▶ **SHORT PROBLEM**:
Please count the lines in the rows below that contain the string "List", treating uppercase and lowercase as different, and give only that number.

▶ **INFORMATION SUPPLIED**:
****************

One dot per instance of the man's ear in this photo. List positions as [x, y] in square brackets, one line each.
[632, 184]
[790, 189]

****************

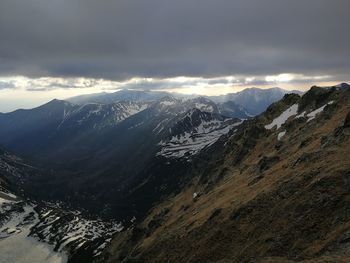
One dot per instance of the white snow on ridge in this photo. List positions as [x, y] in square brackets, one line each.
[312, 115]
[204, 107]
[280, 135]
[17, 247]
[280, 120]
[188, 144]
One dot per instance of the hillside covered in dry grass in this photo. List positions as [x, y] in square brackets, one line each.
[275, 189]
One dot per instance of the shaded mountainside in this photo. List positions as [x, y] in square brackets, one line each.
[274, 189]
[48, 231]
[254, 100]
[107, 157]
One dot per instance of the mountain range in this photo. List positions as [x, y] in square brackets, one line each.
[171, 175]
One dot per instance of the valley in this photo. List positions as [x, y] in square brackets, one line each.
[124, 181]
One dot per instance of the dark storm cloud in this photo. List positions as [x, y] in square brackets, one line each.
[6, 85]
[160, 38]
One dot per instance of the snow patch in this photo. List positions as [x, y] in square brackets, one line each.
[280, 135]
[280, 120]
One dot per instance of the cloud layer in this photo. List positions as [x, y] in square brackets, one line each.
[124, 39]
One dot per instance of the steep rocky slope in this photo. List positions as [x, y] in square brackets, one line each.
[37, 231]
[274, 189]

****************

▶ **RESULT OF THE EXERCISE**:
10